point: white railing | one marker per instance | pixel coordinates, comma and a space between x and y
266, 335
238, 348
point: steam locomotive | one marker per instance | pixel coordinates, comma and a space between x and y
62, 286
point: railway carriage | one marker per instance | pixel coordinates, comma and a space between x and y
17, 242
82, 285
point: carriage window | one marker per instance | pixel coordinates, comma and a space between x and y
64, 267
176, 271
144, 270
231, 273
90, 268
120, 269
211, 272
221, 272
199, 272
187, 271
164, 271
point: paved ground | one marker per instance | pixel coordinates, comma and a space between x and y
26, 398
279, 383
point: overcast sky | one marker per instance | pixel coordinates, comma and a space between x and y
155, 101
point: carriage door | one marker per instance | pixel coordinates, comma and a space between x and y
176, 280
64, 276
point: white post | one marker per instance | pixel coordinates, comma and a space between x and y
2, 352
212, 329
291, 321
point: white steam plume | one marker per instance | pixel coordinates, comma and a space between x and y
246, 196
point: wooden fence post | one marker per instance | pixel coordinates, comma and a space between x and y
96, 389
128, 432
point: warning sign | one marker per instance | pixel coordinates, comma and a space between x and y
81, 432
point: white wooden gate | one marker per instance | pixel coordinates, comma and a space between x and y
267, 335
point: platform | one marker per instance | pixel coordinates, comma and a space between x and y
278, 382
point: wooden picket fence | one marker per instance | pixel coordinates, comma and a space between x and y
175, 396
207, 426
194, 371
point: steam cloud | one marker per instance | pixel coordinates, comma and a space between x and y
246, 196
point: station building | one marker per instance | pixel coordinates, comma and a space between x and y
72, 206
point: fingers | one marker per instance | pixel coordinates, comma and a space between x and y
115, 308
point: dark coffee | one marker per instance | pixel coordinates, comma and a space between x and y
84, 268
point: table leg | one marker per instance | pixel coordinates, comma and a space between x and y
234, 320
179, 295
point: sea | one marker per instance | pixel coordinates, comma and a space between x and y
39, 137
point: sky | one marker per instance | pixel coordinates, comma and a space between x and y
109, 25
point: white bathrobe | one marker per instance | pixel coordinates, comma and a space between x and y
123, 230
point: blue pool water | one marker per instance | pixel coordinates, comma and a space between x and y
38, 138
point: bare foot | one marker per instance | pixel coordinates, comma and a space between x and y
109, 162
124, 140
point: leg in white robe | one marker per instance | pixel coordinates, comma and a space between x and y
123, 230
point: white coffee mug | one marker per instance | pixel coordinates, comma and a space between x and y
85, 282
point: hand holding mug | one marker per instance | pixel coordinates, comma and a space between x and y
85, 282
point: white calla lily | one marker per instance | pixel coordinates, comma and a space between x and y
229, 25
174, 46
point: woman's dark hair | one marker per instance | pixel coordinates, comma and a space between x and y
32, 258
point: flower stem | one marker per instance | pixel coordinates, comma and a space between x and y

What is expected: Reproduce the listing above line for line, exactly.

Exercise response:
point: white railing | one marker per instance | pixel coordinates, comma and a space between x and y
266, 335
238, 348
point: steam locomotive | one marker per instance | pixel coordinates, comma and a space between x and y
62, 286
point: railway carriage | one marker per instance | pixel coordinates, comma and a space between x and y
17, 242
82, 285
point: carriage window | one marker per instance | pixel coordinates, comma and a space between x and y
64, 267
176, 271
144, 270
231, 273
90, 268
120, 269
211, 272
221, 272
199, 272
187, 271
164, 271
point: paved ground | one marker per instance | pixel coordinates, comma and a space between x and y
26, 398
279, 383
point: overcast sky | one marker per instance | pixel coordinates, comma and a space between x and y
155, 101
point: carriage door | one marker per instance | pixel coordinates, comma and a space between x and y
176, 280
64, 276
point: white post | one marker per instance | pixel coordinates, comma and a space between x and y
2, 352
212, 329
291, 321
point: white steam plume | one marker per instance | pixel coordinates, comma and a space between x and y
246, 196
point: wooden fence post | one marker per instance | pixel coordinates, comma and a space between x and y
96, 389
128, 432
point: warning sign | one marker per instance | pixel coordinates, comma and a space between x and y
81, 432
point: white wooden gate | one marker per instance | pixel coordinates, comma and a space between x and y
267, 335
point: platform | one marker per instance | pixel coordinates, comma and a space between x and y
278, 382
point: wooden picket fence | one marker per instance | pixel coordinates, comma and a space between x and y
175, 396
207, 426
194, 371
point: steam cloud | one marker per instance | pixel coordinates, comma and a space between x and y
246, 196
point: station building | one marker per instance | pixel coordinates, comma and a space between x and y
72, 206
point: fingers | one marker per instance | pixel coordinates, comma and a space between x and y
115, 308
point: dark coffee | one marker per instance | pixel coordinates, comma and a space between x and y
84, 268
point: table leg | one marker per instance | pixel coordinates, comma and a space between x and y
234, 320
179, 295
point: sea | one marker per instance | pixel coordinates, comma and a space between x and y
39, 137
point: sky | one marker per instance | pixel coordinates, comma and a space between x and y
109, 25
point: white bathrobe | one marker per instance | pixel coordinates, comma and a space between x and y
123, 230
point: blue pool water | one marker per instance | pixel coordinates, comma and a space between x and y
38, 138
point: bare foot | one marker per instance | pixel coordinates, comma and a space between x and y
109, 162
124, 140
point: leg in white robe | one marker per instance | pixel coordinates, comma and a space between x and y
123, 230
point: white coffee mug | one marker per instance | pixel coordinates, comma and a space between x and y
85, 282
point: hand holding mug | one marker per instance | pixel coordinates, comma and a space between x and y
85, 282
point: white calla lily | one marker per instance | pixel coordinates, comma and a space between x and y
229, 25
174, 46
point: woman's dark hair | one marker per instance | pixel coordinates, comma and a space between x and y
32, 258
point: flower stem | one marker per instance | pixel coordinates, comma and a space between x and y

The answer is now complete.